**Problem statement**
Copy out the fascia book introduction below in full, word for word.

**Text passage**

# # # # #

Introduction

Welcome to the world of fascia!

This book is the first comprehensive text in a new field in musculoskeletal therapy and research: the fascinating world of fascia. Fascia forms a continuous tensional network throughout the human body, covering and connecting every single organ, every muscle, and even every nerve or tiny muscle fiber. After several decades of severe neglect, this “Cinderella of orthopedic science” is developing its own identity within medical research. The number of research papers on fascia in peer-reviewed journals has shown a steady rise. The first International Fascia Research Congress, held at the Conference Center, Harvard Medical School in October 2007 was followed by a second in Amsterdam in 2009 and there will shortly be a third in Vancouver in 2012. Similar to the rapidly growing field of glia research in neurology, this underestimated contextual tissue, fascia, is being found to play an important role in health and pathology.

Hypotheses which accord myofascia a central role in the mechanisms of therapies have been advanced for some time in the fields of acupuncture, massage, structural integration, chiropractic and osteopathy. Practitioners in these disciplines, especially those which do not have the longevity of osteopathy or chiropractic, are generally unaware of the scientific basis for evaluating such hypotheses. Many practitioners are unaware of the sophistication of current laboratory research equipment and methods. Laboratory researchers, in turn, may be unaware of the clinical phenomena which suggest avenues of exploration. Thirty years ago the study of physical medicine and rehabilitation included muscle strengthening, anatomy, exercise physiology, and other aspects of therapeutic modalities. What was notably less present in the scientific and medical literature was how to understand and treat disorders of the fascia and connective tissues. Since then much additional information has been developed, particularly since 2005 (see Fig. 0.1).

The purpose of this book is to organize relevant information for scientists involved in the research of the body's connective tissue matrix (fascia) as well as for professionals involved in the therapeutic manipulation of this body wide structural fabric. While it grew out of materials presented at the First and the Second International Fascia Research Congresses in 2007 and 2009 (www.fasciacongress.org), it reflects the efforts of almost 100 scientists and clinicians.

# # # # #

**Information shown**
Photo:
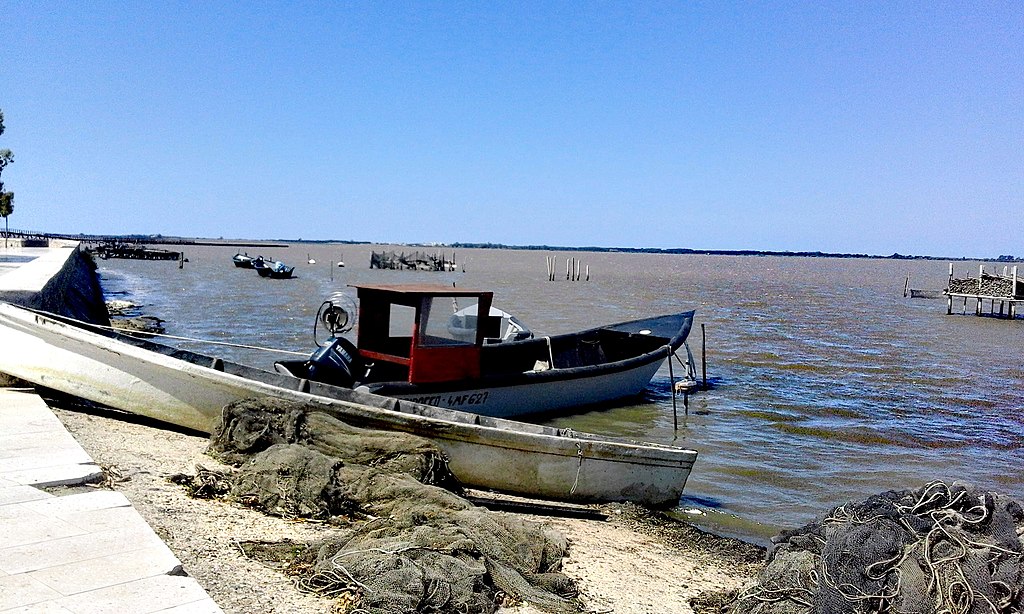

# # # # #

**Solution for this task**
Introduction

Welcome to the world of fascia!

This book is the first comprehensive text in a new field in musculoskeletal therapy and research: the fascinating world of fascia. Fascia forms a continuous tensional network throughout the human body, covering and connecting every single organ, every muscle, and even every nerve or tiny muscle fiber. After several decades of severe neglect, this “Cinderella of orthopedic science” is developing its own identity within medical research. The number of research papers on fascia in peer-reviewed journals has shown a steady rise. The first International Fascia Research Congress, held at the Conference Center, Harvard Medical School in October 2007 was followed by a second in Amsterdam in 2009 and there will shortly be a third in Vancouver in 2012. Similar to the rapidly growing field of glia research in neurology, this underestimated contextual tissue, fascia, is being found to play an important role in health and pathology.

Hypotheses which accord myofascia a central role in the mechanisms of therapies have been advanced for some time in the fields of acupuncture, massage, structural integration, chiropractic and osteopathy. Practitioners in these disciplines, especially those which do not have the longevity of osteopathy or chiropractic, are generally unaware of the scientific basis for evaluating such hypotheses. Many practitioners are unaware of the sophistication of current laboratory research equipment and methods. Laboratory researchers, in turn, may be unaware of the clinical phenomena which suggest avenues of exploration. Thirty years ago the study of physical medicine and rehabilitation included muscle strengthening, anatomy, exercise physiology, and other aspects of therapeutic modalities. What was notably less present in the scientific and medical literature was how to understand and treat disorders of the fascia and connective tissues. Since then much additional information has been developed, particularly since 2005 (see Fig. 0.1).

The purpose of this book is to organize relevant information for scientists involved in the research of the body's connective tissue matrix (fascia) as well as for professionals involved in the therapeutic manipulation of this body wide structural fabric. While it grew out of materials presented at the First and the Second International Fascia Research Congresses in 2007 and 2009 (www.fasciacongress.org), it reflects the efforts of almost 100 scientists and clinicians.